> Exercise directions
Rewrite the listing lines between the one holding "Task: point out the hole" and the one holding "[[786, 736], [842, 731], [729, 746], [675, 756]]", inclusive, with "concrete" replaced by "stone" and nothing else changed. Return only those lines.

> Entries
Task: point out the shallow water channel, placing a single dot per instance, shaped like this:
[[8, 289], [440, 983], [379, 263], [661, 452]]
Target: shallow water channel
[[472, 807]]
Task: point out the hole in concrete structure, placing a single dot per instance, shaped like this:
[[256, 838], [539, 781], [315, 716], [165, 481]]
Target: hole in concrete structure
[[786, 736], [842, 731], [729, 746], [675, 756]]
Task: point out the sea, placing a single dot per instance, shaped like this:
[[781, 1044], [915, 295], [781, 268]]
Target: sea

> Reply
Task: point out the hole in stone structure, placing a single dot per instance, shaped like this:
[[256, 838], [539, 781], [315, 716], [165, 481]]
Target: hole in stone structure
[[786, 736], [842, 731], [729, 746], [675, 756]]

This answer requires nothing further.